[Items stored from a collection]
----------------
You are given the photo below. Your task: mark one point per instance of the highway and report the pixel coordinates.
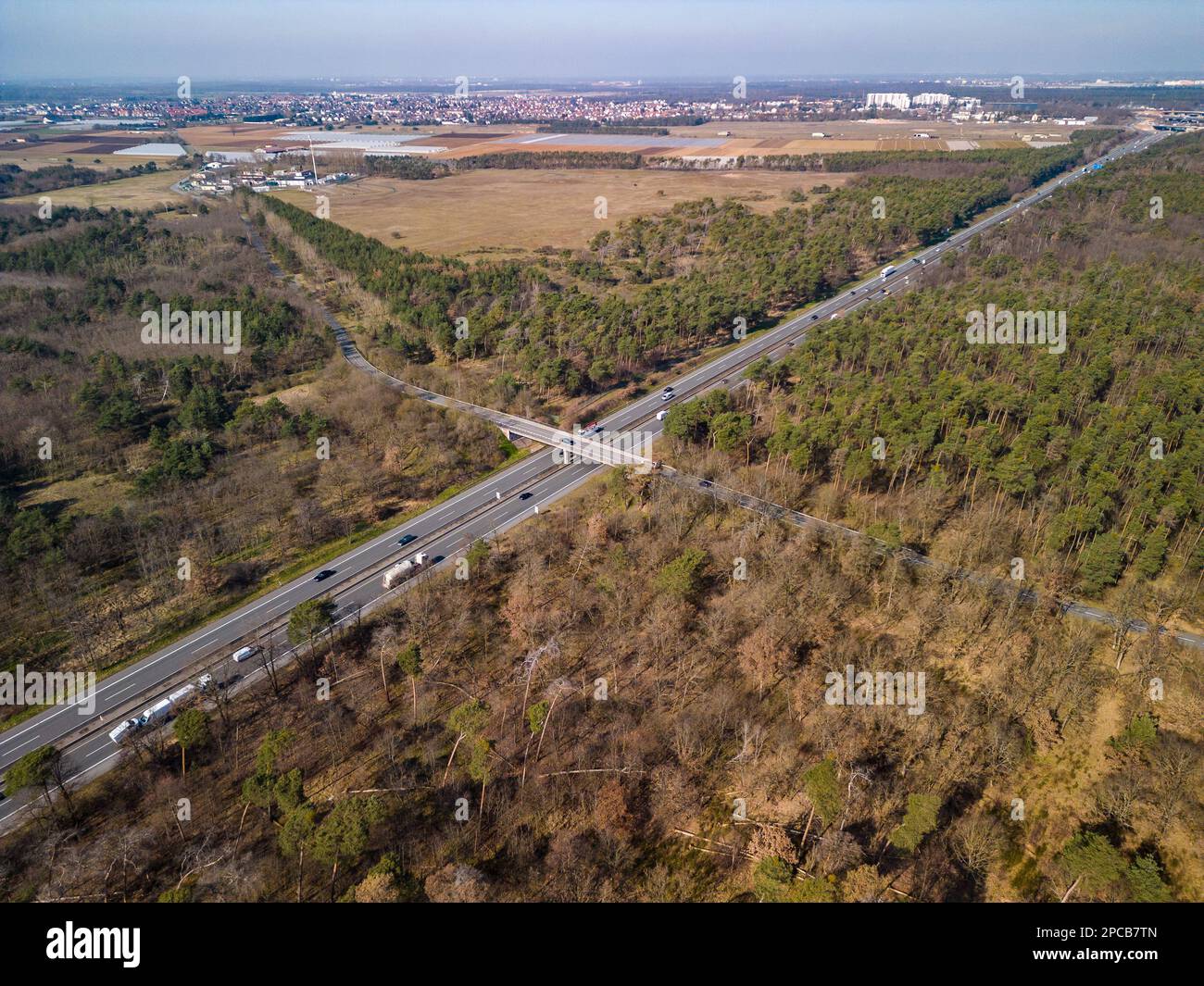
(483, 511)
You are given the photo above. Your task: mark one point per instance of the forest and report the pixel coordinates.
(117, 459)
(1091, 464)
(605, 712)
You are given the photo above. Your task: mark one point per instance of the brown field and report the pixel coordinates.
(81, 149)
(755, 139)
(872, 131)
(490, 212)
(141, 192)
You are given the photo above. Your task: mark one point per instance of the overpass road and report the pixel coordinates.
(484, 511)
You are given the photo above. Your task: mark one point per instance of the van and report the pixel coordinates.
(245, 654)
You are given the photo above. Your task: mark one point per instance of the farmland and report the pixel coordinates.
(495, 212)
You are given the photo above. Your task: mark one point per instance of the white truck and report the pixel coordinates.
(404, 569)
(160, 712)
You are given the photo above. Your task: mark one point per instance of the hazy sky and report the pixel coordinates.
(593, 39)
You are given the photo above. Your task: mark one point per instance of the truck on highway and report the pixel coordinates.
(159, 713)
(404, 569)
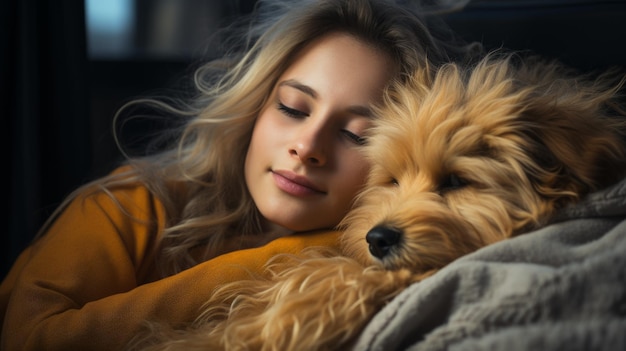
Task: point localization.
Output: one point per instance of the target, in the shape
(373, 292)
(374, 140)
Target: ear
(578, 128)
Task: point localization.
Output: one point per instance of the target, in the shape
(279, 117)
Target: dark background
(61, 82)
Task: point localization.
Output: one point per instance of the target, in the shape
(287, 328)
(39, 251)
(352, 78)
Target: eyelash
(290, 112)
(293, 113)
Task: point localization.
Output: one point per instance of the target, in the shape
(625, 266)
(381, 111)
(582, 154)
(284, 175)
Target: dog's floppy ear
(578, 128)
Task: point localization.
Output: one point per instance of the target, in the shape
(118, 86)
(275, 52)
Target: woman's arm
(83, 285)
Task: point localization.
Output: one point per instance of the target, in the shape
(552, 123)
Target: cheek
(353, 174)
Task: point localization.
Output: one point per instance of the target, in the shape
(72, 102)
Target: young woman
(268, 157)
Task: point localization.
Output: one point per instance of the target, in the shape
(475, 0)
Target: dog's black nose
(381, 239)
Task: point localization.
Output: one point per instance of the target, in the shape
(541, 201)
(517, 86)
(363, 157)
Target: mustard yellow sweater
(91, 281)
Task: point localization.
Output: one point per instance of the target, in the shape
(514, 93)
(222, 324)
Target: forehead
(337, 64)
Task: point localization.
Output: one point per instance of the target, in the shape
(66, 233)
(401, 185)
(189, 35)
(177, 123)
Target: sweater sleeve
(86, 284)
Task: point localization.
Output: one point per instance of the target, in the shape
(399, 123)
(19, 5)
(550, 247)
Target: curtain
(44, 102)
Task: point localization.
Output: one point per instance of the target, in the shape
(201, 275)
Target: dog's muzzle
(382, 239)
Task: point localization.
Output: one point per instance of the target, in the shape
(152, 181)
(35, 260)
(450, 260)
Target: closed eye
(452, 182)
(354, 138)
(291, 112)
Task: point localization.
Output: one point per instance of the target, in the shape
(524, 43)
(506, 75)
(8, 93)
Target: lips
(295, 184)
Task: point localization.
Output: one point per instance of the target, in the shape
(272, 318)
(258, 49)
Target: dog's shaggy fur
(461, 159)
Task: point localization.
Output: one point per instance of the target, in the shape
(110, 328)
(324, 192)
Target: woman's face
(304, 167)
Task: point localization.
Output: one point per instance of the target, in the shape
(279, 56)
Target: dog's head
(473, 155)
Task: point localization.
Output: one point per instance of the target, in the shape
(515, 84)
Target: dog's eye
(452, 182)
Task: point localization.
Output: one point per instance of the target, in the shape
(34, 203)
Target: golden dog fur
(462, 158)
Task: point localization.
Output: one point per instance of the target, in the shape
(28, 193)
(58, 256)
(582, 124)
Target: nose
(310, 146)
(382, 239)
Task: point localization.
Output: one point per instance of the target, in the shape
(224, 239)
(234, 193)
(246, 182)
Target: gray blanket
(559, 288)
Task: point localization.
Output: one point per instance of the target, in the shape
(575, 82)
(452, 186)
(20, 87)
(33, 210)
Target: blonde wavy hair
(198, 176)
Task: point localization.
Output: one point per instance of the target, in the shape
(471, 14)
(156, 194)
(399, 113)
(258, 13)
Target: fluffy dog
(462, 158)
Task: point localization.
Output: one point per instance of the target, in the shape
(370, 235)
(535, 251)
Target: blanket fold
(562, 287)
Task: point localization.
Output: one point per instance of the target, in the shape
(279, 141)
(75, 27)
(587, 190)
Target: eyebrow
(357, 110)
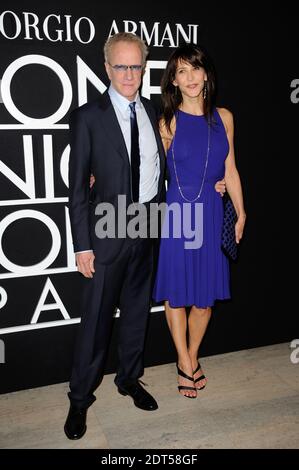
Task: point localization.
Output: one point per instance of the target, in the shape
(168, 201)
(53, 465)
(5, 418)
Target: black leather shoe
(142, 399)
(75, 425)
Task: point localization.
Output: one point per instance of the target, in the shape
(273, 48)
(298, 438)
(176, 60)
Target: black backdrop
(255, 56)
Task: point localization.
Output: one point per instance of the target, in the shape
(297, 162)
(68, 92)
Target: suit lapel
(111, 125)
(152, 116)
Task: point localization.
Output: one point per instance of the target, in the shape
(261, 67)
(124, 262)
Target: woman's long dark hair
(171, 96)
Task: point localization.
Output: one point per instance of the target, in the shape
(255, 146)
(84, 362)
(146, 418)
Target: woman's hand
(239, 227)
(220, 187)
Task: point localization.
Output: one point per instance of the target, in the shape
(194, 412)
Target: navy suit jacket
(98, 147)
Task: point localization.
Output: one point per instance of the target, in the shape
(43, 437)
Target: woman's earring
(205, 87)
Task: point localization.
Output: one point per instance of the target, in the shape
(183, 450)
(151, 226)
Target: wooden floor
(251, 401)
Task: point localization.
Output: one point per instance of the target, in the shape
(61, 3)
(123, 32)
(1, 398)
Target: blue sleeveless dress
(198, 275)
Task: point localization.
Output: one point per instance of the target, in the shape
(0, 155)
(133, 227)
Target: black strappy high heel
(199, 378)
(183, 387)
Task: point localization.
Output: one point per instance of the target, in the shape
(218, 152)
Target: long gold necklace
(205, 168)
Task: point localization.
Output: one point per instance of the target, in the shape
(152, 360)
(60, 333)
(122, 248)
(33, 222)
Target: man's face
(125, 82)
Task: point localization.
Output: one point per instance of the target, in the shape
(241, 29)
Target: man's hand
(85, 263)
(91, 180)
(220, 187)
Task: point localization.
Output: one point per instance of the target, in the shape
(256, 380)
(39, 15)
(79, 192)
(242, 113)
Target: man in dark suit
(116, 138)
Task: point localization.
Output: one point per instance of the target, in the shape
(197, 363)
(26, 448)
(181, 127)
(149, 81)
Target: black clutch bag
(228, 238)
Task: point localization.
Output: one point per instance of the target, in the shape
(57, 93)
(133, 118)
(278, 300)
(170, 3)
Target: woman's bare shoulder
(227, 118)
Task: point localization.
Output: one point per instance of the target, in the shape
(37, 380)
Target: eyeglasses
(124, 68)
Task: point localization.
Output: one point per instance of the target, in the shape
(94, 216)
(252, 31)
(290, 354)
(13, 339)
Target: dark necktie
(135, 154)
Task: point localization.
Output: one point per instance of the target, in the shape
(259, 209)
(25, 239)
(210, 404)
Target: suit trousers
(126, 283)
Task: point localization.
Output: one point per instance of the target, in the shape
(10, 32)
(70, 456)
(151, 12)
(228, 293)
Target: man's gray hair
(125, 37)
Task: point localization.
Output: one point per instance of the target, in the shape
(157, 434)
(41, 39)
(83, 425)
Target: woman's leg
(197, 324)
(177, 323)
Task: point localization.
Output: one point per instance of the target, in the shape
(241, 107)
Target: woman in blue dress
(198, 141)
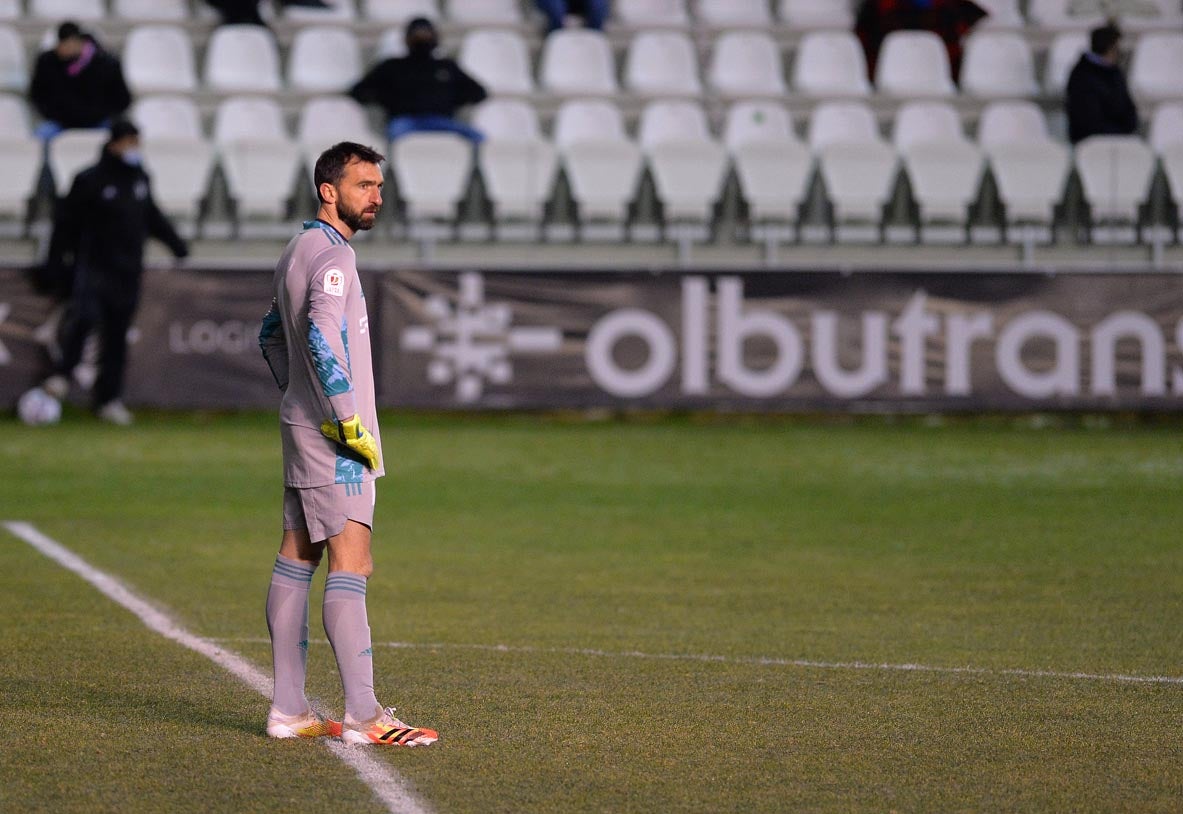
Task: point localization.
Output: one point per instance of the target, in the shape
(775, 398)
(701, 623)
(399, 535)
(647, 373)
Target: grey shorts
(323, 510)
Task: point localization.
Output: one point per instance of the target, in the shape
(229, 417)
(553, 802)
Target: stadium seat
(943, 166)
(259, 160)
(13, 64)
(323, 59)
(241, 58)
(485, 12)
(999, 64)
(1116, 173)
(651, 13)
(1156, 71)
(400, 11)
(831, 64)
(689, 167)
(156, 11)
(1062, 56)
(577, 63)
(771, 165)
(1001, 15)
(661, 64)
(498, 59)
(602, 166)
(857, 166)
(913, 64)
(338, 11)
(83, 11)
(816, 14)
(159, 58)
(167, 117)
(432, 170)
(734, 13)
(72, 152)
(328, 120)
(747, 64)
(517, 165)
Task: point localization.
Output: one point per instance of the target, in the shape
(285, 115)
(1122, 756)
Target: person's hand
(357, 438)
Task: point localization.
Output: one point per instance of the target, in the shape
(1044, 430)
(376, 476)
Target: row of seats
(1051, 14)
(912, 64)
(603, 166)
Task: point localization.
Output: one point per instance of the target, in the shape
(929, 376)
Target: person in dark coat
(420, 91)
(1098, 99)
(77, 84)
(99, 231)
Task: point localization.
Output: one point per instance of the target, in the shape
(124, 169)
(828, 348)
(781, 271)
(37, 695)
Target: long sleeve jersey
(316, 340)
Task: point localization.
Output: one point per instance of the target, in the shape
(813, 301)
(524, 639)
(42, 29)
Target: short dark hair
(69, 30)
(1101, 39)
(330, 167)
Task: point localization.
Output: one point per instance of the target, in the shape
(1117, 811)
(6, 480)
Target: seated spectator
(594, 12)
(949, 19)
(420, 91)
(1098, 99)
(77, 84)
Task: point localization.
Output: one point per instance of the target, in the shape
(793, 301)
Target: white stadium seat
(816, 14)
(497, 59)
(1062, 56)
(241, 58)
(400, 11)
(831, 64)
(1116, 173)
(602, 166)
(72, 152)
(157, 11)
(661, 64)
(13, 64)
(259, 159)
(689, 167)
(943, 166)
(159, 58)
(999, 64)
(857, 166)
(517, 165)
(747, 64)
(1156, 71)
(651, 13)
(773, 166)
(432, 170)
(485, 12)
(577, 63)
(323, 59)
(735, 13)
(83, 11)
(913, 64)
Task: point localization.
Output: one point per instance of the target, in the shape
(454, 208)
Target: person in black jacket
(1098, 99)
(420, 91)
(99, 231)
(77, 84)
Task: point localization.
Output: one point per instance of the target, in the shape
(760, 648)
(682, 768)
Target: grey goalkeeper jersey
(316, 340)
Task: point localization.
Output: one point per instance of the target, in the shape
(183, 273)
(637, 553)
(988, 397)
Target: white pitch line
(386, 783)
(769, 661)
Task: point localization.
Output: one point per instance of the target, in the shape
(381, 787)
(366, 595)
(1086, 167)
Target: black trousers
(109, 310)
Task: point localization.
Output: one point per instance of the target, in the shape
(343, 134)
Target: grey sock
(348, 628)
(288, 624)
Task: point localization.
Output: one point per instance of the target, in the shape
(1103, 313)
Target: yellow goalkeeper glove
(357, 438)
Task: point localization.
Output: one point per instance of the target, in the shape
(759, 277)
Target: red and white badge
(335, 283)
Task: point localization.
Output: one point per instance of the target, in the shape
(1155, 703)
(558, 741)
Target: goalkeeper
(316, 340)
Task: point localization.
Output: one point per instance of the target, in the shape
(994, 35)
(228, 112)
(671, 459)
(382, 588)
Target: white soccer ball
(38, 408)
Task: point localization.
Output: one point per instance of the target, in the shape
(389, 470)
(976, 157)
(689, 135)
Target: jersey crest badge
(335, 283)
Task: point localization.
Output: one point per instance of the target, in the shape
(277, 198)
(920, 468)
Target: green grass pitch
(590, 550)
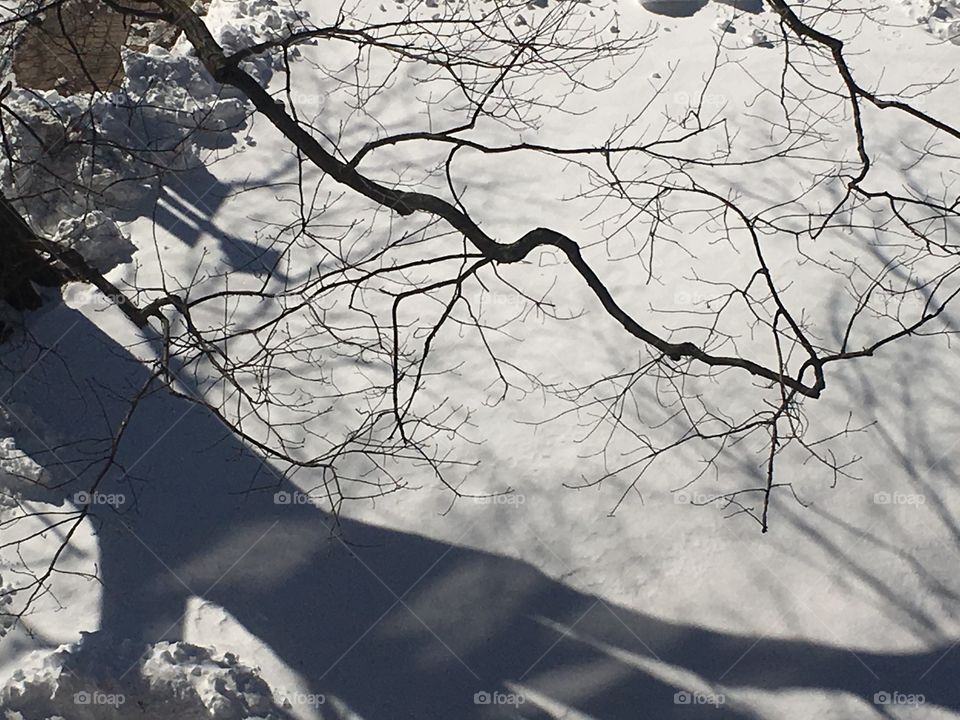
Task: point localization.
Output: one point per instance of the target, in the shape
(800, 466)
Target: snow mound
(941, 18)
(96, 680)
(109, 150)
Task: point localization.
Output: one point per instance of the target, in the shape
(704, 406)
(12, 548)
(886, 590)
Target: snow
(97, 678)
(535, 595)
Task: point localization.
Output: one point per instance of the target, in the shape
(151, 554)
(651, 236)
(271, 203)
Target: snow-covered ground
(536, 603)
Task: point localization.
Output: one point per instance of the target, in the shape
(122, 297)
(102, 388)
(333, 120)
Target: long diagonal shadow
(392, 624)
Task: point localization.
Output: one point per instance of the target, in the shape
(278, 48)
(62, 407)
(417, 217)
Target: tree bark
(22, 265)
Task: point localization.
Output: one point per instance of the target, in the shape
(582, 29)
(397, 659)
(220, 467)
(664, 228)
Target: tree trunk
(21, 263)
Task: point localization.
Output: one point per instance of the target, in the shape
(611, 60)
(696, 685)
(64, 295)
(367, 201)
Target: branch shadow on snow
(392, 624)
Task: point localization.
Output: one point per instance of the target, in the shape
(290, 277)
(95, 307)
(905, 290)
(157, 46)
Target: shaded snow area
(200, 579)
(96, 679)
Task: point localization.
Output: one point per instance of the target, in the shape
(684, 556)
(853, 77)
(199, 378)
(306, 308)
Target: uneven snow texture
(166, 113)
(93, 680)
(940, 17)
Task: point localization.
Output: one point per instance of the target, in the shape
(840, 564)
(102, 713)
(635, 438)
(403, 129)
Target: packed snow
(869, 565)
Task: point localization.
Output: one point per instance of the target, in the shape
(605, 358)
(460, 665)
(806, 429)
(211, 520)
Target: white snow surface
(849, 576)
(97, 679)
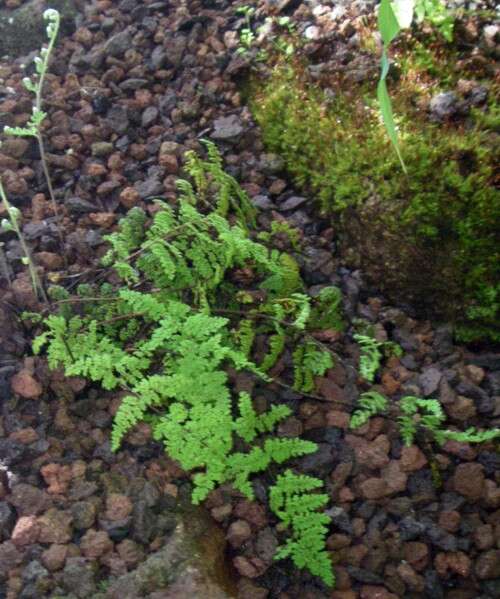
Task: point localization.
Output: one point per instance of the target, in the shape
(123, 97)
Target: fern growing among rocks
(309, 361)
(293, 500)
(414, 414)
(369, 360)
(160, 333)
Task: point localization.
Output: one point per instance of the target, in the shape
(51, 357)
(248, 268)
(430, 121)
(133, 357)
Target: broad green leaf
(387, 23)
(403, 11)
(386, 108)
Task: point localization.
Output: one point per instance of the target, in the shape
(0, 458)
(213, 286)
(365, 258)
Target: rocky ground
(132, 87)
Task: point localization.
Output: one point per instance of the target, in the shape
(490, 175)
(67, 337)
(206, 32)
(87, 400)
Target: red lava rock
(238, 532)
(10, 556)
(416, 554)
(374, 454)
(249, 590)
(29, 500)
(118, 507)
(344, 595)
(338, 419)
(49, 260)
(15, 147)
(394, 476)
(102, 219)
(412, 459)
(330, 390)
(252, 512)
(55, 527)
(457, 562)
(95, 544)
(462, 450)
(374, 488)
(222, 512)
(24, 384)
(114, 562)
(170, 162)
(63, 421)
(115, 162)
(94, 169)
(130, 552)
(346, 495)
(390, 383)
(338, 541)
(57, 478)
(374, 592)
(54, 557)
(25, 436)
(468, 480)
(25, 531)
(483, 537)
(277, 187)
(249, 567)
(356, 554)
(450, 520)
(461, 409)
(492, 497)
(475, 373)
(410, 577)
(129, 197)
(488, 565)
----------------
Your task: Locate each line in the items above that contains the word "green", and copy every such line. Case counts, so only lines with that exact capitalization qualify.

Solution to this exercise:
Target: green grass pitch
Target: broad green leaf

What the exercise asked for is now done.